GIVEN ENTRIES -
━━━━━━━━━━

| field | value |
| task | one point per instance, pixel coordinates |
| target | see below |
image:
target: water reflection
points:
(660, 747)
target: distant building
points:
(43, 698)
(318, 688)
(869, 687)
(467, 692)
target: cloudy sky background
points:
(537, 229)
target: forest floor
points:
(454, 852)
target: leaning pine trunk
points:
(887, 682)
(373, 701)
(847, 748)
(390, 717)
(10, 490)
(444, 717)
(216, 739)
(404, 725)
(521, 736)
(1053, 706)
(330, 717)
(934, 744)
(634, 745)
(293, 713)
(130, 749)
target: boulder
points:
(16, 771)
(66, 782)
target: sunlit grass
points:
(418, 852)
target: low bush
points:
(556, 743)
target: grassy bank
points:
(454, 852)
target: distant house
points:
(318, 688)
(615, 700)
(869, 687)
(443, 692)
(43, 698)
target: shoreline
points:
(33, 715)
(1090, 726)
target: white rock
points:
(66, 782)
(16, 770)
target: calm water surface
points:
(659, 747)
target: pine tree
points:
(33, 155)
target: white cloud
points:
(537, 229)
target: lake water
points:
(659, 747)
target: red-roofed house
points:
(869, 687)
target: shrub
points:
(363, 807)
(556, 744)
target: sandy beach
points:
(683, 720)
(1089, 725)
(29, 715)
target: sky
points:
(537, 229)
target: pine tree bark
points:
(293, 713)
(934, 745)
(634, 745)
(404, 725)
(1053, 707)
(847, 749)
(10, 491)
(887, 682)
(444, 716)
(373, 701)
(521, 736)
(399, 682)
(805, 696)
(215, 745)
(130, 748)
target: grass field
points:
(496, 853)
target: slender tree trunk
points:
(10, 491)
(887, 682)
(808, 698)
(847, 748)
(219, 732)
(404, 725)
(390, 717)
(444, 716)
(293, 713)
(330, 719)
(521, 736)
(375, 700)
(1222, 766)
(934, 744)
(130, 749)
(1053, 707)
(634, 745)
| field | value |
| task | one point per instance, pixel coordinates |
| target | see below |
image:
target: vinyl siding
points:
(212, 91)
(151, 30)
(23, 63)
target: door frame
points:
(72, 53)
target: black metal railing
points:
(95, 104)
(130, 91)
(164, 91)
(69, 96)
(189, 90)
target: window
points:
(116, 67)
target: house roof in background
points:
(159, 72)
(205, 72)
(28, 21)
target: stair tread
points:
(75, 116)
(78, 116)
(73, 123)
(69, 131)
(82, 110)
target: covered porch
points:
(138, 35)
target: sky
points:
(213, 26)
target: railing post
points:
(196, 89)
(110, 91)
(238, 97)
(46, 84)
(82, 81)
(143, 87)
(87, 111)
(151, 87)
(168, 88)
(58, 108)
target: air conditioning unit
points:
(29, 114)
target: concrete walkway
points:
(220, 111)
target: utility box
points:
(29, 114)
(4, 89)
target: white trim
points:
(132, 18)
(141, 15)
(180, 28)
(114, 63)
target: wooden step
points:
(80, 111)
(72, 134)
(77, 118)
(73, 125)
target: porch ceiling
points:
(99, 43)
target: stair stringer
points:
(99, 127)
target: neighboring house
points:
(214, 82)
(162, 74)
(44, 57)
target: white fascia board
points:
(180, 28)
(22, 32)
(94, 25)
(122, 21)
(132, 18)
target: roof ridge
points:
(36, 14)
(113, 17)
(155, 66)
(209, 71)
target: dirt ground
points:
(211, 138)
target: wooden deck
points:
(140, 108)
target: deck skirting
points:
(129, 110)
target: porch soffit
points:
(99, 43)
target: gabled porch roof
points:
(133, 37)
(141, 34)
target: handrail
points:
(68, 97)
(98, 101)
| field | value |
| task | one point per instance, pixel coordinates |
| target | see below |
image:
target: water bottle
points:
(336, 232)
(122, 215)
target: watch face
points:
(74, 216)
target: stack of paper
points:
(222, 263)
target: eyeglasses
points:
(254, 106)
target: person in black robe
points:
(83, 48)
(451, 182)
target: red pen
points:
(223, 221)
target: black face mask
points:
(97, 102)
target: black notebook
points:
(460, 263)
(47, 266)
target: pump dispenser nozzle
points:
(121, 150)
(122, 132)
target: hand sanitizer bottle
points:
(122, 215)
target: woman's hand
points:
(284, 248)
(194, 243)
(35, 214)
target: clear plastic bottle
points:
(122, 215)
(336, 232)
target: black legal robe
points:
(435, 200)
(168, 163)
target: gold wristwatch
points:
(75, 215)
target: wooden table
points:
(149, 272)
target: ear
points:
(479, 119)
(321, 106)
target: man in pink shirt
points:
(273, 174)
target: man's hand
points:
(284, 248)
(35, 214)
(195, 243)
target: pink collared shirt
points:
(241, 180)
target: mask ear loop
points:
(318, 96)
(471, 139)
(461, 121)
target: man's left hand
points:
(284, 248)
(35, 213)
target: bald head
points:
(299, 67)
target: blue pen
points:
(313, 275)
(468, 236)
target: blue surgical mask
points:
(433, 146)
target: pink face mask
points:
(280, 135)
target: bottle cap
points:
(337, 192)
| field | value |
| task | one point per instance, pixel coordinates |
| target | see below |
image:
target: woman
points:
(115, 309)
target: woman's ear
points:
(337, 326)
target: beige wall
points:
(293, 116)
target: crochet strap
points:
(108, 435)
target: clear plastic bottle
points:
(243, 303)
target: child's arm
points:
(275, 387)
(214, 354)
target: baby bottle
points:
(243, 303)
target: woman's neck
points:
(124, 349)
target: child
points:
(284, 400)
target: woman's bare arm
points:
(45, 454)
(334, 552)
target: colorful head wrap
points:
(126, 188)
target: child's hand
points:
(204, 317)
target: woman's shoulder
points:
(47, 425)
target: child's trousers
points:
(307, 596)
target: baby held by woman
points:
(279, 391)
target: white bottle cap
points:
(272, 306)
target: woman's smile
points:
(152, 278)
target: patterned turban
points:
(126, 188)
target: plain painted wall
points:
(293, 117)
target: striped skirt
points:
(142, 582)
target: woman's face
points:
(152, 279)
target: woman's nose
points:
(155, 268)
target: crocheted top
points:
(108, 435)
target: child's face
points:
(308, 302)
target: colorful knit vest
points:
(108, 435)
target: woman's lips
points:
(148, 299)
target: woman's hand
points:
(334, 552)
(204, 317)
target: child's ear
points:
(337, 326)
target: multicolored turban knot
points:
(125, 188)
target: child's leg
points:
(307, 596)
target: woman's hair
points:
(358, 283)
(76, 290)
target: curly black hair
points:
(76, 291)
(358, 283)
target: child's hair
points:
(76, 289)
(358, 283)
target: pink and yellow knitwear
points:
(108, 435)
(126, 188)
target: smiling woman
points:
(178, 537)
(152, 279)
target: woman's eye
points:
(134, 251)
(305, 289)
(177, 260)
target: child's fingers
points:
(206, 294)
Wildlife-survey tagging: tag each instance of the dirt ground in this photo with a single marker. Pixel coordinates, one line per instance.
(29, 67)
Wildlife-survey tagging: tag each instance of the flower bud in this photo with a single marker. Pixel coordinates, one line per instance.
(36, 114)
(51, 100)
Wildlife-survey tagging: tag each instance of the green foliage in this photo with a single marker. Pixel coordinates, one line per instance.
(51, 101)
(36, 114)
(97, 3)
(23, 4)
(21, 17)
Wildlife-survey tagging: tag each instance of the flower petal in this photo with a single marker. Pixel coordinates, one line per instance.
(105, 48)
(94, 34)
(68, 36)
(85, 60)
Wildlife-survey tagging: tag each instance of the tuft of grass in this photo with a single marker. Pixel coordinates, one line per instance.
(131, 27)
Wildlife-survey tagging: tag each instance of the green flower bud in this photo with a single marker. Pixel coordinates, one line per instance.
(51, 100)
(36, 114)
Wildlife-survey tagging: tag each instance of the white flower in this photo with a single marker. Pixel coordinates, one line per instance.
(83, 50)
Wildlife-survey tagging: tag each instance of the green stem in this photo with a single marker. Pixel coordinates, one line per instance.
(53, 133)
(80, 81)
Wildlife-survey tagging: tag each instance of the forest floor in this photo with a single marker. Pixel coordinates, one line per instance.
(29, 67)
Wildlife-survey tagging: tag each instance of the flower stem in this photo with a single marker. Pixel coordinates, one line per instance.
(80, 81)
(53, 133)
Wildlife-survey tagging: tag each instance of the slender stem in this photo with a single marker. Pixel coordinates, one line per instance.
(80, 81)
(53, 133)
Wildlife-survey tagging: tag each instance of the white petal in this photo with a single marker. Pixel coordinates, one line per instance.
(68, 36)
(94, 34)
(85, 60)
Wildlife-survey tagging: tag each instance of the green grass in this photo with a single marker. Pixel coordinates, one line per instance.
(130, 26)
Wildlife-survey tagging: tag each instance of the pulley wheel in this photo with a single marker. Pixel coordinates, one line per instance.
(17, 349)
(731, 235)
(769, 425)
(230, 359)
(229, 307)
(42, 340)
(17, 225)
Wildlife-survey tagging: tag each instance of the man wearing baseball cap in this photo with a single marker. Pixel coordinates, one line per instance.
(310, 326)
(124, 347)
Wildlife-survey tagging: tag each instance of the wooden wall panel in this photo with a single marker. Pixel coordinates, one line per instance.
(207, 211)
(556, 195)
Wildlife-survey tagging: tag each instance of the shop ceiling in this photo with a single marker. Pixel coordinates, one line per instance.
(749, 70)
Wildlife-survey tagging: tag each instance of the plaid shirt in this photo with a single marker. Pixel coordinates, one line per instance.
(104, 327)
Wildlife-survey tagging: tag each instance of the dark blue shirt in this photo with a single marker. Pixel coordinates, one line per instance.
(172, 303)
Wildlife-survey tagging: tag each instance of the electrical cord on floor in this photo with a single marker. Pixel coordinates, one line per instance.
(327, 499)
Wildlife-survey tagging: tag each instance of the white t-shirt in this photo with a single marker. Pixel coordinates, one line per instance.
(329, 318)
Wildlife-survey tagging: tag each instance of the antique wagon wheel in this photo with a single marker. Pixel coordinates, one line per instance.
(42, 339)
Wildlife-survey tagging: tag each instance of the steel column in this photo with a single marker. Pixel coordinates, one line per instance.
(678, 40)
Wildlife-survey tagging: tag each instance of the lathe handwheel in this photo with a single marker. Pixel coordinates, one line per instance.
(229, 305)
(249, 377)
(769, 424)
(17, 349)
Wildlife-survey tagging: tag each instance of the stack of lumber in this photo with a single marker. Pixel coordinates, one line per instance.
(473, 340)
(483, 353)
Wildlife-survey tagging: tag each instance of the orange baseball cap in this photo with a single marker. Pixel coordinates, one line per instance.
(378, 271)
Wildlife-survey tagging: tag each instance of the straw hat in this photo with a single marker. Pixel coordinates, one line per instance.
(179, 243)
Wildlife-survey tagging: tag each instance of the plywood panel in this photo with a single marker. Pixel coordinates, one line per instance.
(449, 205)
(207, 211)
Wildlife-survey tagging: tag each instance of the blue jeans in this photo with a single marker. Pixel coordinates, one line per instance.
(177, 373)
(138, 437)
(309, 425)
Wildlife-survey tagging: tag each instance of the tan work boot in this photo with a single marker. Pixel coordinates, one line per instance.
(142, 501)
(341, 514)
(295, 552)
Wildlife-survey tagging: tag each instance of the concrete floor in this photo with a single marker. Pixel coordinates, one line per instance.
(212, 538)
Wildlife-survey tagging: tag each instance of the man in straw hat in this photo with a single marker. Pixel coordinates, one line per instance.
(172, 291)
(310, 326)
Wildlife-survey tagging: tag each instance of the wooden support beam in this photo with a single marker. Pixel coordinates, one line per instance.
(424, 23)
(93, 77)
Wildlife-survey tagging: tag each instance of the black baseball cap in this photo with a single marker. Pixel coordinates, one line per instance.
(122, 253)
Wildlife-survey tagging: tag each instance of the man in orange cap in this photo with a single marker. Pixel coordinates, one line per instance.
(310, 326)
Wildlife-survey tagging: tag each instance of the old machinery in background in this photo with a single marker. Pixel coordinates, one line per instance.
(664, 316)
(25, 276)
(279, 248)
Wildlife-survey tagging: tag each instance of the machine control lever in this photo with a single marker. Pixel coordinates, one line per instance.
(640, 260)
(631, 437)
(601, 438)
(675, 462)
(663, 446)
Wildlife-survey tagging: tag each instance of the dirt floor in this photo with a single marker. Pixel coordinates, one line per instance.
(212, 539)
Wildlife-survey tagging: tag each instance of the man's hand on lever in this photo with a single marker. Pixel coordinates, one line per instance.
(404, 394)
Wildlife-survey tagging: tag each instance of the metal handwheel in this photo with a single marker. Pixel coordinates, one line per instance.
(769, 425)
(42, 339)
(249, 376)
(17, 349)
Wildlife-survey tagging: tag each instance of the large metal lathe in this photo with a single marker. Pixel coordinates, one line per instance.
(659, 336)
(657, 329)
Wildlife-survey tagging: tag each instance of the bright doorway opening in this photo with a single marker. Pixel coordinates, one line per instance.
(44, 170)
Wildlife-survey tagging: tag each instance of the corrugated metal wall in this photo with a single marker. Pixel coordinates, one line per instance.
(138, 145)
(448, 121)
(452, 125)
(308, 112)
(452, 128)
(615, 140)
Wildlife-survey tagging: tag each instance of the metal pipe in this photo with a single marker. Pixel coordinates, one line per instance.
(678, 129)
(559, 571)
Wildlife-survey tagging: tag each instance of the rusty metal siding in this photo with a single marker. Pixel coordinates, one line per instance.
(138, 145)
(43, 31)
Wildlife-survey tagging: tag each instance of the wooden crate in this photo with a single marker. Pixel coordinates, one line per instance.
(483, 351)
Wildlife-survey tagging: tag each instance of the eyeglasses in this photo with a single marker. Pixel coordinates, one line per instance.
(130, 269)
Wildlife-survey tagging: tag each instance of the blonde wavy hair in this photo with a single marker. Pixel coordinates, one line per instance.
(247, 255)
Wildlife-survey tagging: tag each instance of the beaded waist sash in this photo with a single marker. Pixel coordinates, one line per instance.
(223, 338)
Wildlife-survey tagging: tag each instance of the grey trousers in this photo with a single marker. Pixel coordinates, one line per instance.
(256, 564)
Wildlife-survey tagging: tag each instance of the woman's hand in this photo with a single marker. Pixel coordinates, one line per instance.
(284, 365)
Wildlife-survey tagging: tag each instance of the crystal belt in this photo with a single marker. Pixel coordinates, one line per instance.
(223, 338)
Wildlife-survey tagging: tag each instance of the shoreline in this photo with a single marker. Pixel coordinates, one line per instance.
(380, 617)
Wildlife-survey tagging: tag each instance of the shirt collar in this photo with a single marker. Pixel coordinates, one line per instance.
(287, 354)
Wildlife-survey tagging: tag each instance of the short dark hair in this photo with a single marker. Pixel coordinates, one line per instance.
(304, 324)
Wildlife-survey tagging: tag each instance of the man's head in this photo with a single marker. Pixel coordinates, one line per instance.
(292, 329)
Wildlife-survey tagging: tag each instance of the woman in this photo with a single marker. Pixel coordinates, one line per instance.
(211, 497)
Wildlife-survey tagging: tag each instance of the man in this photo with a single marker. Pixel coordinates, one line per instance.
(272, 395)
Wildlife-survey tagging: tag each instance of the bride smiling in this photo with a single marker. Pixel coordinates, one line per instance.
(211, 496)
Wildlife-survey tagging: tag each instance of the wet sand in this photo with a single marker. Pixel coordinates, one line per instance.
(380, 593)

━━━━━━━━━━

ACTIVITY -
Show each line of the data that contains the string "child".

RESPONSE AREA -
target: child's arm
target: child
target: child's hand
target: child's trousers
target: child's face
target: child's ear
target: child's leg
target: child's hair
target: child's fingers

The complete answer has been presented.